_Problem to solve_.
Rewrite the listing below, swapping every occurrence of "bounding-box annotator" for "box labeler" and leaving all other text unchanged.

Start of Supplied data

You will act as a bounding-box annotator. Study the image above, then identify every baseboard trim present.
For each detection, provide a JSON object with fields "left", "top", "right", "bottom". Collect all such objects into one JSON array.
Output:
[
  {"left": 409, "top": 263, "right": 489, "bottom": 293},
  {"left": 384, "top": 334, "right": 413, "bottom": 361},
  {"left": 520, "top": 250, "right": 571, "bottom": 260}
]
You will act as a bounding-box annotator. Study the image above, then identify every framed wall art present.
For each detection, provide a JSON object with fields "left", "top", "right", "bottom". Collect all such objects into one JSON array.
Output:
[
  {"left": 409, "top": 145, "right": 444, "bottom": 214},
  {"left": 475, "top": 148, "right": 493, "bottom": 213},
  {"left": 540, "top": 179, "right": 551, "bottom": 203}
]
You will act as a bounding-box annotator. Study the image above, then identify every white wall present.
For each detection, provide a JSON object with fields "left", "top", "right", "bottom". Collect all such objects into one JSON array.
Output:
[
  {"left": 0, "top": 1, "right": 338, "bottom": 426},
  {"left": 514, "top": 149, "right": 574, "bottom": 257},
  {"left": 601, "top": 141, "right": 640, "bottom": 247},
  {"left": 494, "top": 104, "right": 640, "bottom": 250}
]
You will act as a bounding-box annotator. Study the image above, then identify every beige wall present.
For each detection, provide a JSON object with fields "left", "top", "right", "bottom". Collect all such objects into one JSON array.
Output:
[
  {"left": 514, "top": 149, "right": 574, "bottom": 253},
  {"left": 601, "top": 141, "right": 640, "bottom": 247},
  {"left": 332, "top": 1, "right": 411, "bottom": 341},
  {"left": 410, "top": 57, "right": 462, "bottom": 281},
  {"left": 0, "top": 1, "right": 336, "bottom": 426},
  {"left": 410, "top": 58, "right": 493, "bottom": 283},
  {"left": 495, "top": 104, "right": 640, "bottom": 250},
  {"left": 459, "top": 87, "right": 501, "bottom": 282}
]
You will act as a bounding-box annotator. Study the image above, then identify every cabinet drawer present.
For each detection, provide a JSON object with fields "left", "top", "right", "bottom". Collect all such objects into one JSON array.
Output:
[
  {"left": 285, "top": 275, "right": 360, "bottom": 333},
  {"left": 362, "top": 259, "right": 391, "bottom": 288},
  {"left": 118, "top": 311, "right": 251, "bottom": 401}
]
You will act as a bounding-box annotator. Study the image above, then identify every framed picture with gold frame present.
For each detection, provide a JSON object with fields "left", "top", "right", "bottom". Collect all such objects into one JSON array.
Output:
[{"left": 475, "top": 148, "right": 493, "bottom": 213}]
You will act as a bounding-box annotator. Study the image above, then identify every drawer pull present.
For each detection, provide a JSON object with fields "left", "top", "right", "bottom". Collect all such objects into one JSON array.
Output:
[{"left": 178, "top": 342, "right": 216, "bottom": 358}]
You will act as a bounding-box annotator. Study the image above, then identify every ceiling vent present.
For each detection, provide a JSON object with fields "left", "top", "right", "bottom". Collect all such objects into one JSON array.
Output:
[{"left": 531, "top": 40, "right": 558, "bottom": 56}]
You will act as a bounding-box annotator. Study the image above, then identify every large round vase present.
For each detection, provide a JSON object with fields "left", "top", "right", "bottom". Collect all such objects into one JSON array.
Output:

End of Supplied data

_Task answer_.
You will act as a box labeler. Study the image above, then identify every baseboard trim present.
For each detection, provide a JSON object with fields "left", "top", "right", "bottom". Collect all such objects into one JSON array.
Output:
[
  {"left": 409, "top": 263, "right": 489, "bottom": 293},
  {"left": 384, "top": 334, "right": 413, "bottom": 361},
  {"left": 520, "top": 250, "right": 571, "bottom": 260}
]
You will act as a box labeler. Study the image above, then identify every framed wall art present.
For each detection, provide a JSON object with fields "left", "top", "right", "bottom". Collect all such objects into one JSON array.
Output:
[
  {"left": 409, "top": 145, "right": 444, "bottom": 214},
  {"left": 475, "top": 148, "right": 493, "bottom": 213},
  {"left": 540, "top": 179, "right": 551, "bottom": 203}
]
You will act as a box labeler. Study the image above, then identify every white wall present.
For each detection, provide a JSON object with fields "left", "top", "right", "bottom". Collect all such objects into one JSON array.
Output:
[
  {"left": 0, "top": 1, "right": 338, "bottom": 426},
  {"left": 514, "top": 149, "right": 574, "bottom": 257},
  {"left": 601, "top": 141, "right": 640, "bottom": 247},
  {"left": 494, "top": 104, "right": 640, "bottom": 250}
]
You will act as a box labeler. Study the image above, then identify every beige wall present.
For each detection, provide a JSON object with fields "left", "top", "right", "bottom". Collect all such objects into one JSON array.
Output:
[
  {"left": 514, "top": 149, "right": 574, "bottom": 253},
  {"left": 601, "top": 141, "right": 640, "bottom": 247},
  {"left": 332, "top": 1, "right": 411, "bottom": 341},
  {"left": 410, "top": 57, "right": 462, "bottom": 281},
  {"left": 0, "top": 1, "right": 336, "bottom": 426},
  {"left": 410, "top": 58, "right": 493, "bottom": 283},
  {"left": 495, "top": 104, "right": 640, "bottom": 250},
  {"left": 459, "top": 87, "right": 501, "bottom": 282}
]
You will act as a box labeler. Study the image above, then identify every cabinet drawer present.
For each detection, provide a JSON object with fields "left", "top", "right", "bottom". Collect all such objects into one JSON array.
Output:
[
  {"left": 285, "top": 275, "right": 360, "bottom": 333},
  {"left": 362, "top": 259, "right": 391, "bottom": 288},
  {"left": 118, "top": 311, "right": 251, "bottom": 401}
]
You will act as a box labeler. Study the image above, then identify every framed picture with gold frame present.
For each detection, provide a JSON object with fields "left", "top", "right", "bottom". Collect all such objects into one JSON array.
Output:
[{"left": 475, "top": 148, "right": 493, "bottom": 213}]
You will act as a box labeler. Study the image above, then identify every drawer pull present.
For each detection, provide a JSON object with fields "left", "top", "right", "bottom". Collect all such objects into one JSON array.
Output:
[{"left": 178, "top": 342, "right": 216, "bottom": 358}]
You will act as a box labeler. Study the image above, then identify every ceiling vent present.
For each detection, provide a JSON object with fields "left", "top", "right", "bottom". Collect all such objects into one JSON array.
Output:
[{"left": 531, "top": 40, "right": 558, "bottom": 56}]
You will act as a box labeler. Study the image above, then identify every large round vase present.
For each detection, provide a JSON object with fields "left", "top", "right", "bottom". Collect all such objects into one JSON array.
Output:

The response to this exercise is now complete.